Record excerpts:
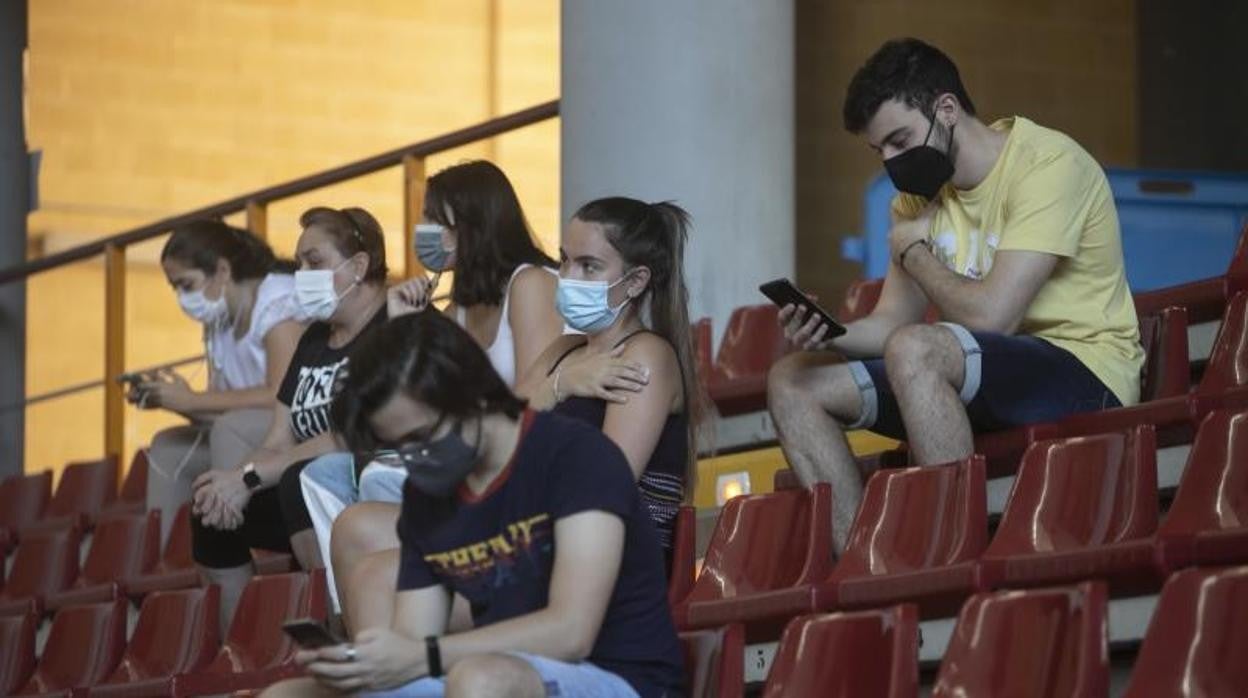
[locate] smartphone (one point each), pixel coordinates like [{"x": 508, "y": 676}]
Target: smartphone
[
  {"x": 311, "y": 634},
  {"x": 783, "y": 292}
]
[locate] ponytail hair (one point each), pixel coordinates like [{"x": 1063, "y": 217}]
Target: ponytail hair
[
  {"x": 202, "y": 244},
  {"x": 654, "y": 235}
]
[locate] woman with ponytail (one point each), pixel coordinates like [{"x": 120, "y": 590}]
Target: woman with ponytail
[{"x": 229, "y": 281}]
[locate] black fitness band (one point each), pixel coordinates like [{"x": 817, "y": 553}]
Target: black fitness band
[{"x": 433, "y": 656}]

...

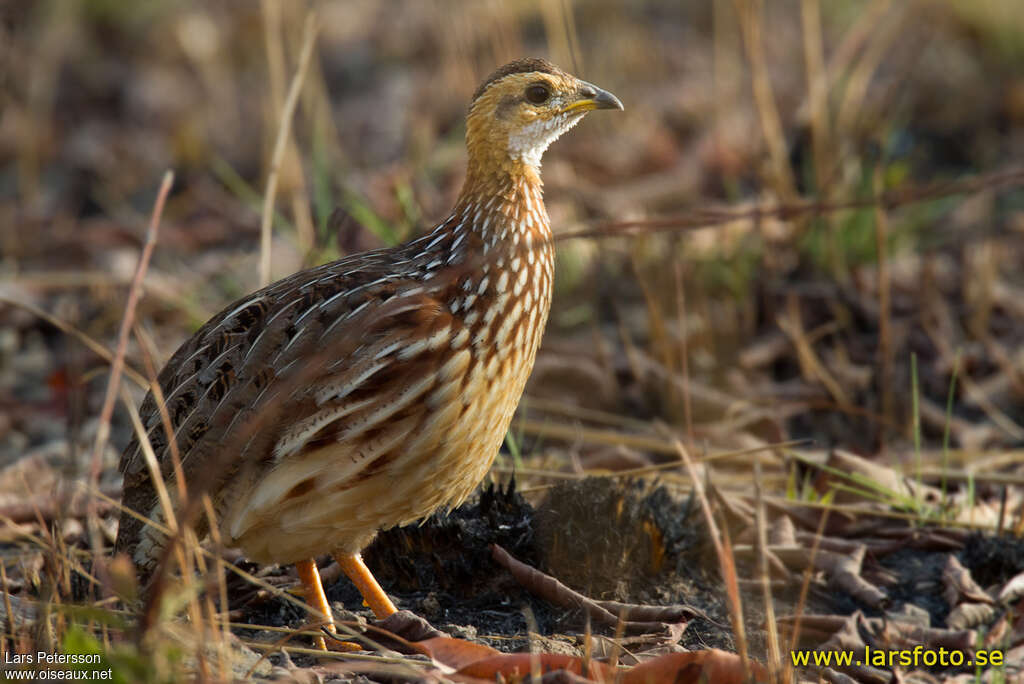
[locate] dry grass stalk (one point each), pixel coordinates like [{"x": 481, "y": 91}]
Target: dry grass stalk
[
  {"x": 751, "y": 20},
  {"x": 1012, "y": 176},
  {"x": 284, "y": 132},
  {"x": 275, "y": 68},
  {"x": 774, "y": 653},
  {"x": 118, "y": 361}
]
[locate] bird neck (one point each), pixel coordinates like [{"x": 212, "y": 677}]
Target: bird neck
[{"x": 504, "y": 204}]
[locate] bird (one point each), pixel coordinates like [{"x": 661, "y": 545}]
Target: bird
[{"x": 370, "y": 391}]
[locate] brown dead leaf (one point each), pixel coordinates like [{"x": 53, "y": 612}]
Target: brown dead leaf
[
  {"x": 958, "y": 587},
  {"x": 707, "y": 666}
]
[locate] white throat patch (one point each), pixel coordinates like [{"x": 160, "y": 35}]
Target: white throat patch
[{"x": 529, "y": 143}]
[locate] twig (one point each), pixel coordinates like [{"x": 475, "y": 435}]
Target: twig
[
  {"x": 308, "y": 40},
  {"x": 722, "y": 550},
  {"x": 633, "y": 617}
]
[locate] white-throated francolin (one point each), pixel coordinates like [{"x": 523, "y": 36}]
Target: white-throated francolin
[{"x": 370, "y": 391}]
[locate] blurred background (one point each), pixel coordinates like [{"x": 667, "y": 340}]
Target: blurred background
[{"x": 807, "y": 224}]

Stated exercise: Find every line in the records above that contains the word "patch", matching case exactly, and copy each of those lines in full.

Final answer:
[locate] white throat patch (one point each), pixel coordinates like [{"x": 160, "y": 35}]
Target: white throat patch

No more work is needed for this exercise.